WHAT TO PRODUCE =>
Count how many lines in the rows below contain the string "grass" and reply with only that number.

>> START RECORDS PROVIDED

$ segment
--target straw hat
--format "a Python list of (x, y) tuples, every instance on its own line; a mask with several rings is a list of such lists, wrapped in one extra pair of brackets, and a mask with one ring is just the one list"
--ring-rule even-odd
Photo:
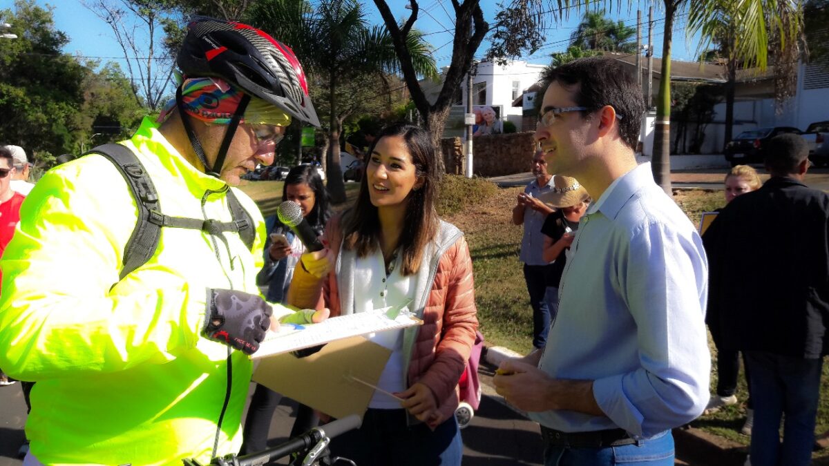
[(575, 178), (555, 175), (553, 177), (553, 188), (541, 194), (538, 198), (554, 207), (572, 207), (588, 196), (587, 190)]

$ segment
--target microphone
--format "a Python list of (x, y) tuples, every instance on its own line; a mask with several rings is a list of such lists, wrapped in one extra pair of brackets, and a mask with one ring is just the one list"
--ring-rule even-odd
[(309, 251), (314, 252), (322, 249), (322, 243), (319, 242), (317, 233), (303, 216), (303, 209), (299, 204), (293, 201), (285, 201), (277, 207), (276, 216), (293, 231)]

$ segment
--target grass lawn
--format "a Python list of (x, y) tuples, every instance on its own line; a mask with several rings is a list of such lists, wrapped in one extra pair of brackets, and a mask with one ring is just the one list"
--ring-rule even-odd
[[(275, 212), (282, 197), (281, 182), (255, 182), (241, 187), (257, 201), (264, 215)], [(335, 206), (341, 210), (356, 196), (358, 183), (346, 183), (348, 201)], [(498, 189), (482, 180), (465, 180), (448, 176), (443, 185), (439, 211), (444, 220), (466, 234), (475, 274), (475, 301), (481, 332), (491, 345), (504, 346), (521, 353), (531, 349), (532, 310), (518, 261), (522, 227), (512, 225), (511, 211), (516, 197), (523, 187)], [(275, 193), (275, 198), (274, 197)], [(700, 214), (725, 204), (722, 192), (681, 190), (674, 200), (694, 225)], [(709, 338), (712, 366), (711, 391), (716, 386), (716, 350)], [(742, 372), (741, 372), (742, 373)], [(822, 393), (829, 393), (829, 367), (824, 366)], [(744, 421), (746, 399), (744, 377), (740, 376), (737, 397), (740, 403), (702, 416), (691, 425), (734, 442), (749, 444), (749, 437), (739, 433)], [(829, 430), (829, 396), (821, 399), (817, 432)], [(815, 464), (829, 465), (829, 450), (814, 454)]]

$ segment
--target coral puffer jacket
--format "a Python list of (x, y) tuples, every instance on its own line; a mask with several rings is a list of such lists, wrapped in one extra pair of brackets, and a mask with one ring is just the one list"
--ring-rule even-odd
[[(337, 257), (334, 269), (318, 279), (297, 267), (288, 296), (291, 304), (327, 307), (332, 317), (349, 313), (353, 308), (349, 284), (353, 283), (355, 253), (342, 250), (340, 221), (339, 216), (332, 219), (323, 235), (332, 256)], [(469, 359), (478, 329), (472, 260), (460, 230), (440, 222), (436, 238), (428, 246), (413, 279), (411, 310), (424, 323), (404, 332), (404, 374), (407, 386), (420, 382), (434, 395), (439, 416), (429, 422), (434, 428), (453, 415), (458, 407), (458, 381)]]

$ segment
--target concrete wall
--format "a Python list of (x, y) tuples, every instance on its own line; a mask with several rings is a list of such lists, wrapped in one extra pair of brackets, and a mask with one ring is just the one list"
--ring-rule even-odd
[[(511, 134), (492, 134), (477, 136), (473, 143), (473, 172), (479, 177), (500, 177), (521, 173), (532, 169), (532, 154), (536, 143), (533, 133), (514, 133)], [(450, 138), (442, 142), (444, 160), (447, 173), (463, 174), (465, 150), (455, 146)], [(458, 148), (458, 157), (453, 158), (449, 152)], [(459, 159), (459, 160), (458, 160)]]

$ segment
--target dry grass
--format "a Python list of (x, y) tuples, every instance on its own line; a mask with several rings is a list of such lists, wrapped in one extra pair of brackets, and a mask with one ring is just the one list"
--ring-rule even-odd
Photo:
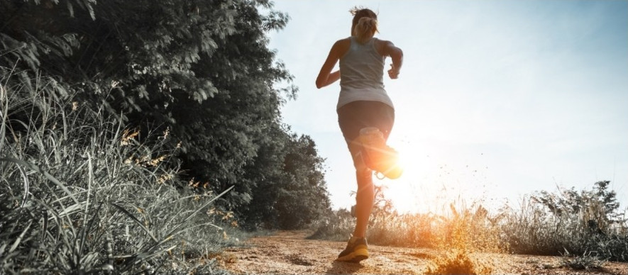
[(0, 274), (222, 272), (204, 257), (236, 242), (207, 212), (219, 194), (177, 190), (176, 148), (54, 83), (0, 79)]

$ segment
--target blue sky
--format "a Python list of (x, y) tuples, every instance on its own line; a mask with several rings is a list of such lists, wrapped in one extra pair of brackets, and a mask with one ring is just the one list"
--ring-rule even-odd
[(516, 202), (600, 180), (628, 206), (628, 1), (275, 1), (291, 20), (270, 47), (299, 88), (283, 119), (326, 158), (334, 208), (353, 203), (355, 176), (339, 86), (314, 81), (356, 5), (379, 12), (376, 36), (404, 53), (400, 79), (385, 85), (396, 113), (389, 142), (406, 172), (376, 181), (400, 209)]

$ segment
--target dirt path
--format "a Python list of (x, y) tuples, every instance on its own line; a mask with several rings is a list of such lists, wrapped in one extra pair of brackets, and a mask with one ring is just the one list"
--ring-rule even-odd
[[(334, 260), (345, 242), (306, 240), (308, 235), (282, 231), (254, 237), (247, 241), (247, 247), (226, 249), (219, 262), (234, 274), (422, 274), (442, 257), (425, 248), (369, 245), (369, 259), (360, 264), (338, 262)], [(478, 253), (470, 258), (495, 274), (628, 274), (626, 263), (606, 262), (602, 269), (574, 270), (561, 267), (558, 257)]]

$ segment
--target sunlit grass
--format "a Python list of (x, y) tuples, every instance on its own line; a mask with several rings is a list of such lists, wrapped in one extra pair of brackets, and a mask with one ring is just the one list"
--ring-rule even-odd
[[(399, 213), (375, 206), (367, 237), (370, 244), (434, 248), (431, 274), (489, 274), (492, 264), (478, 253), (562, 256), (564, 267), (595, 269), (604, 261), (628, 262), (628, 223), (605, 182), (592, 191), (541, 191), (517, 205), (496, 210), (458, 199), (428, 212)], [(380, 200), (381, 201), (381, 200)], [(354, 218), (338, 211), (317, 228), (316, 237), (345, 240)]]

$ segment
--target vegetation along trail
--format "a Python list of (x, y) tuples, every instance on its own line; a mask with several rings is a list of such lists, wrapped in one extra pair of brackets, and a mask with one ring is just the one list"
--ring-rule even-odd
[[(307, 240), (306, 231), (280, 231), (251, 238), (242, 247), (218, 257), (221, 265), (235, 274), (626, 274), (626, 263), (606, 262), (578, 269), (561, 257), (453, 252), (428, 248), (369, 245), (370, 257), (359, 264), (334, 262), (343, 242)], [(465, 259), (468, 259), (465, 261)], [(447, 266), (446, 266), (447, 265)]]

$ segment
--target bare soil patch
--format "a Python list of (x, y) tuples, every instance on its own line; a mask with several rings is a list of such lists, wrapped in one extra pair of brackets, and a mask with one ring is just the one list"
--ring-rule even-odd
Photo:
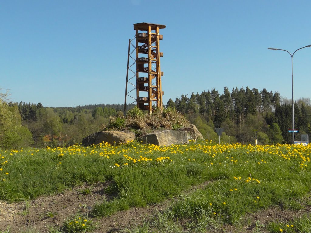
[[(12, 204), (0, 202), (0, 231), (5, 230), (9, 226), (12, 232), (20, 233), (35, 229), (37, 232), (48, 233), (50, 232), (49, 226), (61, 228), (64, 220), (74, 215), (78, 211), (83, 214), (89, 214), (90, 216), (92, 207), (95, 204), (113, 198), (104, 192), (111, 182), (98, 183), (91, 186), (85, 185), (62, 193), (42, 197), (29, 201)], [(210, 182), (193, 186), (185, 192), (188, 193), (204, 188)], [(83, 194), (83, 190), (86, 189), (91, 190), (90, 193)], [(126, 211), (115, 213), (110, 217), (94, 218), (93, 221), (98, 227), (92, 232), (112, 232), (124, 228), (130, 229), (142, 224), (147, 216), (152, 216), (156, 211), (169, 207), (173, 201), (167, 199), (156, 205), (132, 208)], [(257, 221), (265, 225), (272, 221), (287, 222), (310, 212), (311, 207), (309, 206), (299, 210), (282, 210), (276, 206), (250, 213), (245, 216), (245, 222), (250, 223), (248, 226), (238, 228), (225, 225), (221, 229), (214, 229), (211, 232), (250, 233), (253, 232)], [(53, 217), (51, 217), (51, 214)], [(247, 219), (249, 220), (248, 221)], [(262, 232), (268, 232), (264, 229), (260, 230)]]

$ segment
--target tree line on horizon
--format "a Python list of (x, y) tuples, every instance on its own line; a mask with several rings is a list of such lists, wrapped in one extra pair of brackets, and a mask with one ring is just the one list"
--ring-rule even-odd
[[(52, 107), (37, 104), (8, 102), (0, 95), (0, 148), (38, 148), (80, 143), (84, 137), (109, 123), (110, 116), (123, 111), (120, 104), (93, 104)], [(127, 106), (130, 108), (135, 106)], [(309, 98), (295, 104), (296, 140), (311, 131), (311, 103)], [(291, 104), (277, 92), (264, 88), (225, 87), (220, 94), (215, 88), (201, 94), (182, 95), (170, 99), (165, 107), (175, 108), (184, 114), (204, 139), (218, 141), (216, 128), (224, 129), (221, 140), (253, 144), (254, 130), (263, 144), (291, 143)]]
[(194, 123), (205, 138), (216, 141), (214, 129), (224, 129), (223, 141), (253, 144), (255, 133), (262, 144), (291, 143), (290, 129), (297, 129), (295, 140), (311, 132), (311, 103), (302, 98), (294, 103), (295, 129), (292, 126), (291, 101), (281, 98), (278, 92), (260, 91), (247, 87), (231, 92), (225, 87), (220, 94), (213, 89), (201, 94), (182, 95), (175, 101), (170, 99), (166, 107), (175, 107)]

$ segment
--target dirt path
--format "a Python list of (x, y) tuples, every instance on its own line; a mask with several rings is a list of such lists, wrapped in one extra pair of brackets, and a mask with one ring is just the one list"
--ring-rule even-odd
[[(198, 189), (204, 188), (210, 182), (193, 186), (185, 192), (189, 193)], [(74, 215), (78, 211), (87, 214), (96, 203), (111, 199), (112, 197), (104, 192), (109, 184), (110, 182), (108, 181), (97, 184), (91, 187), (85, 185), (63, 193), (19, 203), (0, 202), (0, 231), (4, 231), (9, 226), (10, 232), (12, 233), (21, 233), (35, 229), (36, 231), (31, 232), (50, 232), (49, 226), (61, 227), (64, 220)], [(90, 191), (89, 193), (83, 194), (83, 190), (86, 190)], [(167, 200), (159, 204), (144, 208), (132, 208), (115, 213), (109, 217), (93, 219), (98, 228), (92, 233), (112, 232), (124, 228), (131, 229), (142, 224), (146, 216), (169, 207), (172, 201), (171, 200)], [(310, 212), (311, 207), (309, 206), (299, 211), (283, 211), (279, 207), (275, 207), (250, 214), (246, 216), (251, 219), (249, 226), (237, 229), (234, 226), (226, 225), (220, 229), (219, 232), (224, 232), (224, 230), (225, 232), (228, 233), (252, 232), (257, 221), (265, 225), (277, 220), (286, 222)], [(267, 232), (263, 229), (261, 231), (262, 232)], [(213, 232), (218, 231), (217, 230)]]

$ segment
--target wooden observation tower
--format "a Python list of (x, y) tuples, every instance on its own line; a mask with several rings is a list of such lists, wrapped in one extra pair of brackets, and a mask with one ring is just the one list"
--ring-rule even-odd
[[(160, 30), (165, 27), (165, 25), (148, 23), (134, 25), (135, 36), (131, 40), (129, 39), (125, 112), (128, 96), (135, 100), (131, 103), (136, 102), (140, 109), (147, 110), (149, 113), (154, 110), (153, 106), (161, 112), (163, 110), (164, 92), (161, 78), (163, 72), (161, 71), (160, 66), (160, 57), (163, 57), (163, 53), (160, 52), (159, 41), (163, 39), (163, 36), (160, 34)], [(132, 65), (130, 64), (130, 60), (133, 60)], [(129, 73), (130, 76), (132, 75), (129, 78)], [(129, 90), (128, 86), (132, 89)]]

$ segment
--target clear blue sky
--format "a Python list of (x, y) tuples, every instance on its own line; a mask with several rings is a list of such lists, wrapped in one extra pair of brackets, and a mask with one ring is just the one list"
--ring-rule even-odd
[[(291, 53), (311, 44), (309, 1), (0, 0), (0, 88), (44, 106), (124, 102), (133, 25), (160, 30), (163, 103), (248, 86), (291, 98)], [(311, 48), (294, 56), (311, 98)]]

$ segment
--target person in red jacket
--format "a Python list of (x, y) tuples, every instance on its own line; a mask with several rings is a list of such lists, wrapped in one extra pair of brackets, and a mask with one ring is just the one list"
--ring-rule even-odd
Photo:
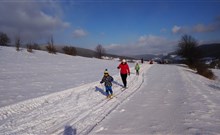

>> END RECORDS PROVIDED

SOLUTION =>
3